··· SOURCE PASSAGE
I don't dispute this in theory, but the facts are that I still believe the KJV to be the best available today. As I said I have no issues with the edition made to the KJV in 1769. 

But the flip side of that is that you have a lot of people just wanting change for the sake of changes, or wanting to distance themselves from those whom they label "KJVO".


----------



## Logan

Fogetaboutit said:


> I do believe the later edition to be more accurate since as I see the previous one being stepping stone for the later ones



Out of curiousity, is this Scrivener's?


----------



## Fogetaboutit

Logan said:


> Fogetaboutit said:
> 
> 
> 
> I do believe the later edition to be more accurate since as I see the previous one being stepping stone for the later ones
> 
> 
> 
> 
> Out of curiousity, is this Scrivener's?
Click to expand...


From my understanding it was reversed engineered by examining the texts that would have been available to the KJV translators (mainly the Stephanus and Beza editions I believe). So would it be considered a "new" edition? Or a compilation of previous editions? I see it more as a republication of older editions.

I believe the content is very similar, if not just about identical (I can't read Greek and I have never observed these myself so I will not be too assertive), but from what I read from others who are more familiar with this edition it is very faithful to previous editions.


----------



## Logan

Backwoods Presbyterian said:


> In the sense most are using "vulgar" the KJV itself was not "vulgar" in 1611 let alone in 1646.


I'm wondering if this is true? As an example, Owen wrote in a similar style and wouldn't the common person have at least been familiar with the language as part of the plays (Shakespeare's for example). Perhaps it was literary English? They may not have spoken that way but read that way? Just wondering.

Pure speculation but perhaps its lack of "vulgarity" was one of the reasons behind the Westminster Assembly considering a revision.


----------



## MW

sevenzedek said:


> armourbearer said:
> 
> 
> 
> I recommend it to others.
> 
> 
> 
> 
> At the expense of their understanding?
Click to expand...


I don't accept the premise of the question. There is no sacrifice of understanding. There is, rather, the value that what is understood is the word of God. This is much to be preferred to a loose human accommodation of the word of God.



sevenzedek said:


> You keep saying that the AV is written in English, and who can argue with that? It is! But one must confess that, while the AV is written in English, the syntax is hardly the vulgar tongue of the day.



The syntax wasn't the vulgar tongue of 1611. Your requirement of non-biblical syntax demands that a translator must compromise the integrity of the word of God in order to give the people the word of God "in their own language." Very sad!


----------



## MW

Semper Fidelis said:


> 1. The perfect collection of Greek manuscripts collected in such a way as to never need to perform any more textual work based on the interpolated choices of the KJV translators from the manuscripts they had at their disposal.



Textual work proceeds apace in its own domain and is valued while the scholars keep to their own field and do not trespass on other fields. But the conjectures of textual critics are no basis for overturning the well established text of the reformed tradition.



Semper Fidelis said:


> 2. Men who were theologically all in accord as to a Reformed hermeneutic and well trained in theology.



Philippians 1:27.



Semper Fidelis said:


> 3. Men who had a particular translation philosophy.



This simply follows from being reformed.



Semper Fidelis said:


> 4. men whose work was sanctioned by the Church and received.
······
• REQUIREMENTS:
1: In the thread, which year's edition of the KJV does the first poster say they have no issues with?
2: In the thread, what is the passage between "Textual work proceeds" and "trained in theology.", inclusive, with "specialists" substituted for "scholars"?
Answer from the thread alone.
··· DATASET EXTRACT
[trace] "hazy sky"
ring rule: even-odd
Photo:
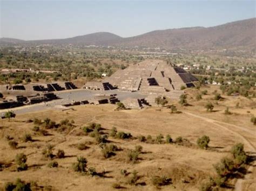
[[[24,40],[212,26],[255,17],[255,1],[0,0],[0,37]]]

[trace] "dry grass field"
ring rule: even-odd
[[[18,115],[10,122],[8,119],[1,120],[0,164],[6,167],[0,172],[0,187],[19,178],[27,182],[35,181],[44,190],[112,190],[114,189],[113,184],[118,183],[121,189],[154,190],[159,188],[153,185],[152,177],[164,175],[171,179],[167,185],[160,186],[163,190],[198,190],[210,176],[215,174],[213,165],[231,155],[233,145],[242,143],[248,152],[252,151],[256,145],[255,126],[250,122],[252,115],[256,115],[255,100],[223,96],[224,99],[217,104],[212,100],[214,87],[204,88],[208,88],[208,95],[203,95],[200,101],[194,98],[196,90],[186,91],[190,106],[170,102],[177,107],[180,114],[171,114],[166,107],[116,110],[116,106],[111,104],[85,105],[73,107],[73,110],[48,110]],[[214,103],[213,112],[207,112],[204,108],[209,101]],[[236,107],[238,102],[239,107]],[[227,106],[231,115],[224,114]],[[57,123],[65,119],[75,123],[69,130],[62,132],[47,129],[46,136],[32,130],[35,125],[29,119],[43,121],[46,118]],[[85,135],[82,129],[92,122],[101,124],[102,133],[109,133],[116,127],[118,131],[130,133],[133,138],[120,139],[109,136],[108,144],[114,144],[119,149],[114,152],[116,155],[105,159],[96,138]],[[41,128],[42,125],[38,126]],[[30,133],[32,140],[23,142],[25,133]],[[137,138],[140,135],[151,135],[154,139],[160,133],[164,137],[162,144],[141,142]],[[168,134],[173,139],[181,136],[187,140],[180,145],[164,143]],[[204,135],[210,138],[207,150],[197,145],[197,139]],[[10,148],[6,136],[18,143],[17,149]],[[78,148],[81,143],[86,145],[85,149]],[[48,167],[51,160],[42,154],[49,144],[54,146],[55,154],[59,149],[65,152],[64,158],[53,160],[58,163],[57,168]],[[138,160],[132,163],[128,161],[127,154],[136,145],[141,145],[143,151]],[[20,153],[27,156],[28,169],[17,172],[15,158]],[[96,175],[83,175],[73,171],[72,164],[79,156],[87,160],[88,167],[95,168]],[[253,190],[255,188],[254,168],[242,182],[244,190]],[[122,174],[122,169],[126,169],[128,174]],[[139,176],[136,185],[127,183],[134,170]],[[234,185],[235,181],[234,179],[229,183]]]

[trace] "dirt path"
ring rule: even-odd
[[[188,112],[183,111],[183,112],[185,114],[187,114],[188,115],[190,115],[190,116],[191,116],[197,117],[197,118],[200,118],[201,119],[204,120],[204,121],[206,121],[208,123],[212,123],[212,124],[214,124],[215,125],[217,125],[217,126],[221,127],[223,129],[225,129],[225,130],[232,132],[232,133],[235,134],[237,136],[241,138],[242,139],[242,140],[244,141],[244,143],[245,144],[246,144],[249,148],[250,148],[250,151],[252,152],[252,153],[255,153],[255,152],[256,151],[255,147],[248,139],[246,139],[242,135],[238,133],[238,132],[235,131],[233,130],[231,130],[230,129],[229,129],[229,128],[228,128],[226,126],[224,126],[223,125],[221,125],[220,124],[225,124],[225,125],[228,125],[228,126],[232,126],[233,127],[234,127],[237,129],[239,129],[240,130],[242,130],[242,131],[244,131],[245,132],[248,132],[250,133],[252,133],[253,135],[255,134],[255,132],[254,132],[253,131],[251,131],[251,130],[248,130],[248,129],[247,129],[245,128],[242,128],[242,127],[239,126],[235,125],[233,125],[233,124],[230,124],[229,123],[225,123],[225,122],[219,122],[219,121],[216,121],[216,120],[214,120],[214,119],[210,119],[210,118],[204,117],[202,117],[202,116],[200,116],[199,115],[194,114],[192,114],[192,113],[190,113],[190,112]],[[253,164],[253,165],[251,166],[248,168],[248,169],[247,169],[248,171],[250,172],[250,171],[252,171],[253,170],[253,165],[255,165],[255,163],[256,162],[254,162],[254,164]],[[243,190],[243,189],[242,189],[243,182],[245,181],[245,180],[248,180],[248,179],[250,179],[250,174],[247,173],[245,175],[245,177],[243,179],[238,179],[236,183],[235,183],[235,185],[234,186],[234,190],[235,191],[242,191],[242,190]]]

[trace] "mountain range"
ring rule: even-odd
[[[0,45],[94,45],[123,47],[160,47],[167,49],[256,49],[256,18],[213,27],[194,27],[157,30],[123,38],[109,32],[97,32],[72,38],[40,40],[22,40],[3,38]]]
······
• RESPONSES PER TASK:
1: 1769

2:
Textual work proceeds apace in its own domain and is valued while the specialists keep to their own field and do not trespass on other fields. But the conjectures of textual critics are no basis for overturning the well established text of the reformed tradition.



Semper Fidelis said:


> 2. Men who were theologically all in accord as to a Reformed hermeneutic and well trained in theology.